Alıntı metin
+---+
STK’larda Görev Almanın Görünmeyen Yüzü

Sivil toplum kuruluşları… Uzun yıllar görev yaptığım ve hala farklı bir boyutunda içinde bulunduğum, kimi için boş ve zaman kaybettiren bir uğraş, kimi için ise prestij ve unvan kazanmanın en kestirme yolu. Eğer ortaya çıkan emek maddi bir değerle ölçülemiyorsa, toplumun belli bir kesimi bunu gereksiz bir çaba olarak görür. Ancak bir başkası için STK’larda bulunmak, kişisel kariyer basamaklarının önemli bir halkasıdır. Özellikle meslek örgütleri, ticaret odaları ya da sendikalar gibi yapılar, bireye yalnızca temsil gücü değil, toplumdaki statüsünü pekiştirecek bir etiket de kazandırır

Bazen STK insanı belirli bir noktaya getirir; bazen de dava aşkıyla insanlar STK’ları sırtında taşır. İşin içinde bir amaç varsa, bu amaca hizmet etmenin tek yolu makam koltukları değildir.

Ama mesele sadece prestij veya statü değil. Yardım dernekleri, kamu yararına çalışan gönüllü oluşumlar ya da bizim gibi bir topluluğun kimliğini yaşatmaya yönelik örgütlenmeler, farklı bir motivasyonla ayakta durur. Burada görev almak çoğu zaman maddi kazançla değil, kişinin iç dünyasındaki muhasebesiyle ilgilidir. Birey, emeğini bir görev bilinciyle sunar; bunun karşılığında ise manevi tatmin, iç huzuru ve aidiyet duygusu kazanır.
+---+
Veri listesi

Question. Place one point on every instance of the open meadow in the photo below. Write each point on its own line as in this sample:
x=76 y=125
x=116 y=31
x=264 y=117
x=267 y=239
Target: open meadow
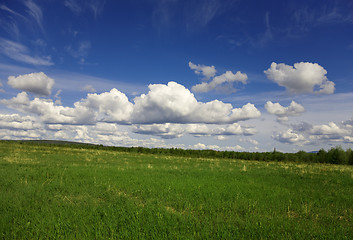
x=62 y=192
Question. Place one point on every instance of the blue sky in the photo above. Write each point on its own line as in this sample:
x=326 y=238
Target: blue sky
x=201 y=74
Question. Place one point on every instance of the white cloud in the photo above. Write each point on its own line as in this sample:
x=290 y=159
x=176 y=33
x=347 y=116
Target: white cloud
x=281 y=112
x=207 y=71
x=37 y=83
x=173 y=103
x=110 y=106
x=113 y=106
x=88 y=88
x=290 y=136
x=330 y=129
x=20 y=53
x=173 y=130
x=201 y=146
x=234 y=129
x=217 y=82
x=315 y=134
x=166 y=130
x=304 y=77
x=15 y=121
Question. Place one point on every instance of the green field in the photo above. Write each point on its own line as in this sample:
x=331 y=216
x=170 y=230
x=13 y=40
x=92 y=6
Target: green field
x=61 y=192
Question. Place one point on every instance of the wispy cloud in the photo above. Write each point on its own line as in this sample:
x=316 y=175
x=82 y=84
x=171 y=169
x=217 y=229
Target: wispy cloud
x=35 y=12
x=78 y=7
x=21 y=53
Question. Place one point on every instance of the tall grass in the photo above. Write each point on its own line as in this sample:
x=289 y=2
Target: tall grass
x=59 y=192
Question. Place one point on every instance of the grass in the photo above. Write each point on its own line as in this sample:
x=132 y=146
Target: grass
x=58 y=192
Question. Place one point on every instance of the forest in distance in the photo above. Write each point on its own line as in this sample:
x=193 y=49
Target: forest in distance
x=335 y=155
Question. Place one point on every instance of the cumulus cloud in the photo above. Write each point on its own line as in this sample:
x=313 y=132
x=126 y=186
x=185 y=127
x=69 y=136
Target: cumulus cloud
x=217 y=82
x=315 y=134
x=113 y=106
x=207 y=71
x=283 y=113
x=330 y=130
x=88 y=88
x=304 y=77
x=166 y=131
x=173 y=103
x=37 y=83
x=15 y=121
x=290 y=136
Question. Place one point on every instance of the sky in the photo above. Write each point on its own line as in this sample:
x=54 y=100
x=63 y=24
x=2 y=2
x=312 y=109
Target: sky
x=228 y=75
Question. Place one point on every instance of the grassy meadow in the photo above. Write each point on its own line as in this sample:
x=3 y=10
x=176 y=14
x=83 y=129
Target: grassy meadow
x=60 y=192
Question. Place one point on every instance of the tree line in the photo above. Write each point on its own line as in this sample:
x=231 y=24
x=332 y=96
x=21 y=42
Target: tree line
x=335 y=155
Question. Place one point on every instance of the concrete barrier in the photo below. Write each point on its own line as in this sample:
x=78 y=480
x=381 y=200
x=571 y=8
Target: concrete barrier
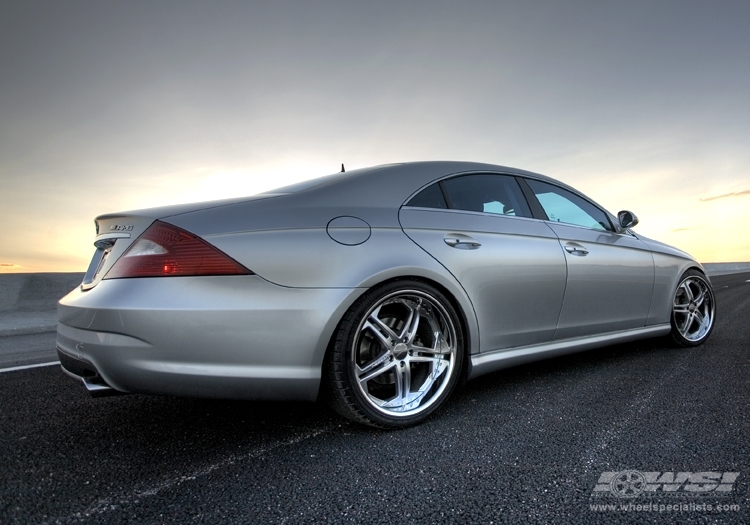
x=28 y=301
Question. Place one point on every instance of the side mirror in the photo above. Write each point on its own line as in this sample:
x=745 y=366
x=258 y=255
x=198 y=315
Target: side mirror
x=627 y=219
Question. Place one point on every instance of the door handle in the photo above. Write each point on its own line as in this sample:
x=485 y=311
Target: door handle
x=461 y=241
x=576 y=249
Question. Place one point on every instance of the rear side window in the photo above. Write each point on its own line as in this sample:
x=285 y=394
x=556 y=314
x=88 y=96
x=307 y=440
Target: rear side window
x=430 y=197
x=561 y=205
x=486 y=193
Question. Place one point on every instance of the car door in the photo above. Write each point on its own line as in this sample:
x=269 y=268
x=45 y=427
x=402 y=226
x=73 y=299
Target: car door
x=610 y=274
x=479 y=227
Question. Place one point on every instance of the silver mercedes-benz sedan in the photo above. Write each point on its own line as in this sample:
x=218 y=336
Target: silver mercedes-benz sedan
x=378 y=289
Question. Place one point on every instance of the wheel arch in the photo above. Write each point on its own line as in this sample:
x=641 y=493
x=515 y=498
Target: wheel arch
x=452 y=291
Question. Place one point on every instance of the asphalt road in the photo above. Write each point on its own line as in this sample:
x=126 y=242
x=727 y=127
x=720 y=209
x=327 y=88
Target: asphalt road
x=525 y=445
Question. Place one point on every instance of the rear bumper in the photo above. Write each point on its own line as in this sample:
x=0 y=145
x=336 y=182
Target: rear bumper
x=87 y=374
x=231 y=337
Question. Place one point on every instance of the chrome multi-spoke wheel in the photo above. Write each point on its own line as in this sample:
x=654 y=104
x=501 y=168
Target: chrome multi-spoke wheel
x=693 y=310
x=397 y=356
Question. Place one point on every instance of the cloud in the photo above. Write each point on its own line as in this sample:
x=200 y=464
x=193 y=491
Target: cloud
x=733 y=194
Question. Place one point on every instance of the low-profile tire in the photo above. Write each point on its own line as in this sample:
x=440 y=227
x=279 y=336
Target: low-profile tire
x=693 y=309
x=396 y=356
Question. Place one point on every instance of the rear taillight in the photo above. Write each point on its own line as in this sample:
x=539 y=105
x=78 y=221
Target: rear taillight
x=164 y=250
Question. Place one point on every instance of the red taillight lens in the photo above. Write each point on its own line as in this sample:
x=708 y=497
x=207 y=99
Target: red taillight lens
x=164 y=250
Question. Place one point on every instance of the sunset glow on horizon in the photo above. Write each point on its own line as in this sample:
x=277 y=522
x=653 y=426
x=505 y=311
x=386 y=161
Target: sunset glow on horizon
x=114 y=106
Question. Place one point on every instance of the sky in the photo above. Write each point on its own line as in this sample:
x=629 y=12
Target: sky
x=118 y=105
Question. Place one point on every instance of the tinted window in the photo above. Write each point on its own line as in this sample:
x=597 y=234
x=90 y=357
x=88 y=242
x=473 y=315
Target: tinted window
x=498 y=194
x=430 y=197
x=563 y=206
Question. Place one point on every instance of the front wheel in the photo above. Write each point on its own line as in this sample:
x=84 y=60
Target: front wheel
x=693 y=310
x=397 y=355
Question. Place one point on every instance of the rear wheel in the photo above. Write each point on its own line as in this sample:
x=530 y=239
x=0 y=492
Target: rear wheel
x=693 y=310
x=397 y=355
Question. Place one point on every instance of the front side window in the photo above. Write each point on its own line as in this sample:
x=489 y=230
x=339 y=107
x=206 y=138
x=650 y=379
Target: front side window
x=561 y=205
x=486 y=193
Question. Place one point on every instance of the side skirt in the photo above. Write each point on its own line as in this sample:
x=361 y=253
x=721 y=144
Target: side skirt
x=492 y=361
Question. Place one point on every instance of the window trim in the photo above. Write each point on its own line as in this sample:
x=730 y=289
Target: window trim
x=543 y=214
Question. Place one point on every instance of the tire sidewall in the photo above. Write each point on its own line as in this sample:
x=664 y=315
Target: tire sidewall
x=676 y=335
x=351 y=328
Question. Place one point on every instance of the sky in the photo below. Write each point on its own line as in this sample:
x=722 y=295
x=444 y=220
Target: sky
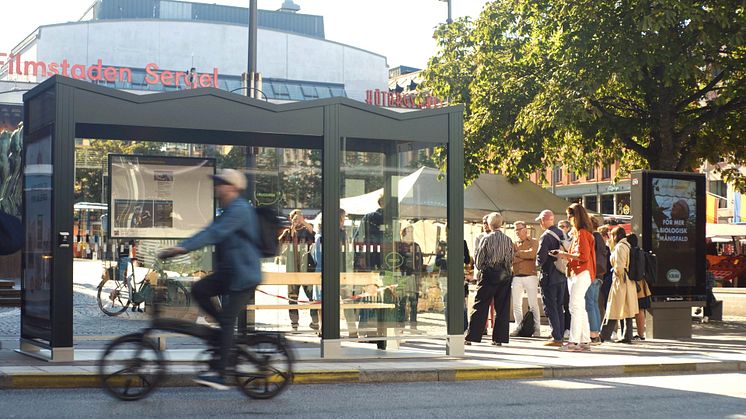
+---+
Görevin amacı
STK'larda görev almak üzerine yazıyı kaldığı yerden sürdürün. Kayıtların bu işte hiçbir payı yok.

Görevin sonucu
Geçenlerde eski ders kitaplarını karıştırırken karşılaştığım bölüm, bireyin toplumsal rolleri ile kimliğini nasıl özdeşleştirdiğini ve bunun örgüt içi davranışlara nasıl yansıdığını detaylı şekilde ele alıyordu. Sosyal bilimler bu noktada bize önemli ipuçları verir.

Psikolojide Maslow’un ihtiyaçlar hiyerarşisi, özellikle aidiyet ve saygınlık ihtiyaçları bağlamında, insanların gönüllülük ve STK’larda görev alma motivasyonunu açıklamada yol gösterici olur. Kimileri aidiyet ihtiyacıyla bir derneğe sarılır, kimileri saygınlık arayışıyla yönetim kademelerinde bulunmak ister, kimileri ise bu alanlarda kendini gerçekleştirdiğini düşünür. Sosyolojinin rol teorisi ise daha başka bir noktaya işaret eder: Bazı insanlar toplumsal rollerini oturdukları koltuklardan, taşıdıkları unvanlardan devşirir. Yani görev ile kişilik iç içe geçer, hatta zamanla birbirinden ayrılmaz hale gelir.

Görev süreleri uzadıkça bazı kişiler kendilerini alternatifsiz görmeye başlar. “Ben olmazsam bu iş yürümez” düşüncesi kök salar; başka kimselerin bu yükün altından kalkamayacağına inanırlar. Kurumla kendi varlıklarını özdeşleştirdikleri için görevden ayrılmak, onlara adeta varlıklarının sona ermesi gibi gelir. Böylece kişi hem yeni insanların önünü kapatır hem de kurumun dinamizmini törpüler.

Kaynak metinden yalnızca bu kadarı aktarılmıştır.